What is required - Recast the listing as a Markdown table with one row per line, leaving out blank lines, and use a Row column for the row number and a Text column for the line itself.

Supplied data -

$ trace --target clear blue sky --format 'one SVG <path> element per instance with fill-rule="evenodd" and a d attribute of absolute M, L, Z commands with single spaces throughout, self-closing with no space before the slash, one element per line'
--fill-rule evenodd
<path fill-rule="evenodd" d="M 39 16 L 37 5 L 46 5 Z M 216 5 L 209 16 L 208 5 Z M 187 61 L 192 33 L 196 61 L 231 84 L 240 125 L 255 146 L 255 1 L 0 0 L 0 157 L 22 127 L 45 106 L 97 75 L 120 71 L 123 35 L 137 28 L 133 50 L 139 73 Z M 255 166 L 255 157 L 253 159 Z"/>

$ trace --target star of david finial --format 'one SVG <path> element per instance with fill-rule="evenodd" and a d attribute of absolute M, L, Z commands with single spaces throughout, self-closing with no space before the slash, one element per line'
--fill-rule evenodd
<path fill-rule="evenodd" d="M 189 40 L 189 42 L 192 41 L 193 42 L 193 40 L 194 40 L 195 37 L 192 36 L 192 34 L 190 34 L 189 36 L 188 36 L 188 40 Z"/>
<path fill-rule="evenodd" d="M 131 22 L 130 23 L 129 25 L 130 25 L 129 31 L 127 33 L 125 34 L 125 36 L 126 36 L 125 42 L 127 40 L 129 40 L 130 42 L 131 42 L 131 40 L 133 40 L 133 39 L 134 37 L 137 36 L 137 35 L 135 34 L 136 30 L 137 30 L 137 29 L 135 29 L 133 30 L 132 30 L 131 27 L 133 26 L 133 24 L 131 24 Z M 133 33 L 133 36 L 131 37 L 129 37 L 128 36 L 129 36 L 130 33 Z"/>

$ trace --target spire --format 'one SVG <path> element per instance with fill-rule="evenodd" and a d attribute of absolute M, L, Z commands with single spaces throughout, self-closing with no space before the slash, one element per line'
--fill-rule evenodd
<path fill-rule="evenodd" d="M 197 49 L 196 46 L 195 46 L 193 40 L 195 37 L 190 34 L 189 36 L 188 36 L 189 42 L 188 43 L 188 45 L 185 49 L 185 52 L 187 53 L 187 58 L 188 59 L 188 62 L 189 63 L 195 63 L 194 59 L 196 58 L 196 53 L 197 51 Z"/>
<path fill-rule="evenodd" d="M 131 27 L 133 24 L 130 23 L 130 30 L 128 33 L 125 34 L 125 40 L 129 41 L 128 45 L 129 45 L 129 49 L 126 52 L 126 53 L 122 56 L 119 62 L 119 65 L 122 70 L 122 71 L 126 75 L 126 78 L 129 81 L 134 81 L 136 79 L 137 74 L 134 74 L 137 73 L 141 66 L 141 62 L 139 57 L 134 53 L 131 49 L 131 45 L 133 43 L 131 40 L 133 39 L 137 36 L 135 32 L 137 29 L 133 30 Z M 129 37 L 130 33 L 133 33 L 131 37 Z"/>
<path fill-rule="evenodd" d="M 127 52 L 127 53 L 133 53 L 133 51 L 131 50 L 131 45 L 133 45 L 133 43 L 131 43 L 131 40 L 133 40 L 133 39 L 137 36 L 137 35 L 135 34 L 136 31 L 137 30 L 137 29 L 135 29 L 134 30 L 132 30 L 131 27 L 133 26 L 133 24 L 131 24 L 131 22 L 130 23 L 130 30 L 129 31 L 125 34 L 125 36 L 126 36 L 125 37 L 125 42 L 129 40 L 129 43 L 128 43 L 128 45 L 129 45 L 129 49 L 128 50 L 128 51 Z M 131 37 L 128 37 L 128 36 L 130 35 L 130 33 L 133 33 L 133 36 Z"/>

Result -
| Row | Text |
|---|---|
| 1 | $ trace --target clear blue sky --format 'one SVG <path> element per instance with fill-rule="evenodd" and a d attribute of absolute M, L, Z commands with single spaces throughout, self-closing with no space before the slash, one element per line' |
| 2 | --fill-rule evenodd |
| 3 | <path fill-rule="evenodd" d="M 39 16 L 37 5 L 46 5 Z M 216 5 L 209 16 L 208 5 Z M 187 61 L 192 33 L 196 61 L 231 84 L 240 125 L 255 146 L 255 1 L 0 0 L 0 157 L 22 127 L 45 106 L 97 75 L 120 71 L 123 35 L 137 28 L 133 50 L 139 73 Z M 255 166 L 255 157 L 253 159 Z"/> |
| 4 | $ trace --target star of david finial --format 'one SVG <path> element per instance with fill-rule="evenodd" and a d attribute of absolute M, L, Z commands with single spaces throughout, self-closing with no space before the slash, one element per line' |
| 5 | --fill-rule evenodd |
| 6 | <path fill-rule="evenodd" d="M 189 40 L 189 42 L 192 41 L 193 42 L 193 40 L 194 40 L 195 37 L 192 36 L 192 34 L 190 34 L 189 36 L 188 36 L 188 40 Z"/> |
| 7 | <path fill-rule="evenodd" d="M 131 22 L 130 23 L 129 25 L 130 25 L 129 31 L 127 33 L 125 34 L 125 36 L 126 36 L 125 42 L 127 40 L 129 40 L 130 42 L 131 42 L 131 40 L 133 40 L 133 39 L 134 37 L 137 36 L 137 35 L 135 34 L 136 30 L 137 30 L 137 29 L 135 29 L 133 30 L 132 30 L 131 27 L 133 26 L 133 24 L 131 24 Z M 133 33 L 133 36 L 131 37 L 129 37 L 128 36 L 129 36 L 130 33 Z"/> |
| 8 | $ trace --target spire --format 'one SVG <path> element per instance with fill-rule="evenodd" and a d attribute of absolute M, L, Z commands with single spaces throughout, self-closing with no space before the slash, one element per line' |
| 9 | --fill-rule evenodd |
| 10 | <path fill-rule="evenodd" d="M 197 49 L 196 46 L 195 46 L 193 40 L 195 37 L 190 34 L 189 36 L 188 36 L 189 42 L 188 43 L 188 45 L 185 49 L 185 52 L 187 53 L 187 58 L 188 59 L 188 62 L 189 63 L 195 63 L 194 59 L 196 58 L 196 53 L 197 51 Z"/> |
| 11 | <path fill-rule="evenodd" d="M 131 27 L 133 24 L 130 23 L 130 30 L 128 33 L 125 34 L 125 40 L 129 41 L 128 45 L 129 45 L 129 49 L 126 52 L 126 53 L 122 56 L 119 62 L 119 65 L 122 70 L 122 71 L 126 75 L 126 78 L 129 81 L 134 81 L 136 79 L 137 74 L 134 74 L 137 73 L 141 66 L 141 62 L 139 57 L 134 53 L 131 49 L 131 45 L 133 43 L 131 40 L 133 39 L 137 36 L 135 32 L 137 29 L 133 30 Z M 129 37 L 130 33 L 133 33 L 131 37 Z"/> |
| 12 | <path fill-rule="evenodd" d="M 127 52 L 127 53 L 133 53 L 133 51 L 131 50 L 131 45 L 133 45 L 133 43 L 131 43 L 131 40 L 133 40 L 133 39 L 137 36 L 137 35 L 135 34 L 136 31 L 137 30 L 137 29 L 135 29 L 134 30 L 132 30 L 131 27 L 133 26 L 133 24 L 131 24 L 131 22 L 130 23 L 130 30 L 129 31 L 125 34 L 125 36 L 126 36 L 125 37 L 125 42 L 129 40 L 129 43 L 128 43 L 128 45 L 129 45 L 129 49 L 128 50 L 128 51 Z M 131 37 L 128 37 L 128 36 L 130 35 L 130 33 L 133 33 L 133 36 Z"/> |